### REQUIREMENT A
Repeat everything in the provident fund passage below from "(b) Madras Radiators" down to "payment of wages.", keeping every character unchanged.

### SELECTED EXTRACT
For determining “due date” for payment of Provident Fund contributions, clause (1) of Paragraph 38 of Employees’ Provident Fund Scheme, 1952 is relevant. It reads as follows:-
“The employer shall, before paying the member his wages in respect of any period or part of period for which contribution are payable, deduct the employee’s contribution from his wages which together with his own contribution as well as an administrative charge of such percentage [of the pay (basic wages, dearness allowance, retaining allowance, if any, and cash value of food concessions admissible thereon) for the time being payable to the employees other than an excluded employee and in respect of which provident fund contributions are payable, as the Central Government may fix], he shall within fifteen days of the close of every month pay the same to the Fund by separate Bank drafts or cheques on account of contributions and administrative charge.” It has been held in:-
(a) Fluid Air (India) Ltd. Vs. D.C.I.T. (1997) 63 ITD 182 (Mumbai)
(b) Madras Radiators & Pressings Ltd. Vs. D.C.I.T. (1996) 59 ITD 515 (Mad.)/ (1996) 56 TTJ (Mad.) 662 that the term “month” has not been defined in the Scheme, there is ambiguity regarding interpretation of the words “fifteen days from the close of month” appearing in Paragraph 38 of Employees’ Provident Fund Scheme as to whether it should be reckoned from the month in which such contributions are received by the assessee from its employees or from the month in respect of which such contributions are received by the assessee, in cases where wages are paid in subsequent month(s), and this ambiguity should be resolved in favour of assessee, i.e. fifteen days are to be reckoned from close of the month in which employees contributions are recovered i.e. the month of payment of wages.

### REQUIREMENT B
Find each line of the listing below that contains the word "outline" and copy those lines out. Match case exactly.

### GIVEN ENTRIES
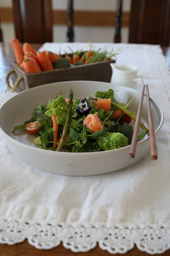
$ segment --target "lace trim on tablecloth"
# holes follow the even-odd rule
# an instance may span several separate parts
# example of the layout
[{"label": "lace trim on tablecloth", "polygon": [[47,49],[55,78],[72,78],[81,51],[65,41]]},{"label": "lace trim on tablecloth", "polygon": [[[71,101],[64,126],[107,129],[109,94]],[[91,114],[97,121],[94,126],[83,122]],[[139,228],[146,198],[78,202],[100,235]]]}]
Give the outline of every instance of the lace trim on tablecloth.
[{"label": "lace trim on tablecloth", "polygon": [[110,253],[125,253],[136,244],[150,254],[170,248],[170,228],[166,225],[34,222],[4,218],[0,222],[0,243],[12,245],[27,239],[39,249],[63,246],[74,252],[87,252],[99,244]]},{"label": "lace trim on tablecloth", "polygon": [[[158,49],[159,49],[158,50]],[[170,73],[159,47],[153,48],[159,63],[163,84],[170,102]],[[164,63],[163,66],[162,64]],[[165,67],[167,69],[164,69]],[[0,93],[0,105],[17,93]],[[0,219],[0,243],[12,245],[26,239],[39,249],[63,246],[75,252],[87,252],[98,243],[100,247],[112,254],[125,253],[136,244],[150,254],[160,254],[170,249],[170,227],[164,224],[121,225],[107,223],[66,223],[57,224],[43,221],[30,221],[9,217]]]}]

...

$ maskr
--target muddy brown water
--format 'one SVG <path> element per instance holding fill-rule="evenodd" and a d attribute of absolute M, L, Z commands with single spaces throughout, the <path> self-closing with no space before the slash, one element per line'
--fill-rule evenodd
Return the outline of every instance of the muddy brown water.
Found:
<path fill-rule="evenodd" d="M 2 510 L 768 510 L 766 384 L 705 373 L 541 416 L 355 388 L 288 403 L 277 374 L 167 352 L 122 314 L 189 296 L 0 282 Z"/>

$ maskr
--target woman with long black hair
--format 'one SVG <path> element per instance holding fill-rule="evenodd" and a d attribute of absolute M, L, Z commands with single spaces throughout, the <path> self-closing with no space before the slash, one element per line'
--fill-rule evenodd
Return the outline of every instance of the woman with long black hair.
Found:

---

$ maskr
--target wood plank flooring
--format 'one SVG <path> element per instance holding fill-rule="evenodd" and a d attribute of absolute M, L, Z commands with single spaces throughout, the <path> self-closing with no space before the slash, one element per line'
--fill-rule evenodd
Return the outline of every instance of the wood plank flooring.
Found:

### COMPLETE OUTPUT A
(b) Madras Radiators & Pressings Ltd. Vs. D.C.I.T. (1996) 59 ITD 515 (Mad.)/ (1996) 56 TTJ (Mad.) 662 that the term “month” has not been defined in the Scheme, there is ambiguity regarding interpretation of the words “fifteen days from the close of month” appearing in Paragraph 38 of Employees’ Provident Fund Scheme as to whether it should be reckoned from the month in which such contributions are received by the assessee from its employees or from the month in respect of which such contributions are received by the assessee, in cases where wages are paid in subsequent month(s), and this ambiguity should be resolved in favour of assessee, i.e. fifteen days are to be reckoned from close of the month in which employees contributions are recovered i.e. the month of payment of wages.

### COMPLETE OUTPUT B
Give the outline of every instance of the lace trim on tablecloth.
Return the outline of every instance of the muddy brown water.
Return the outline of every instance of the woman with long black hair.
Return the outline of every instance of the wood plank flooring.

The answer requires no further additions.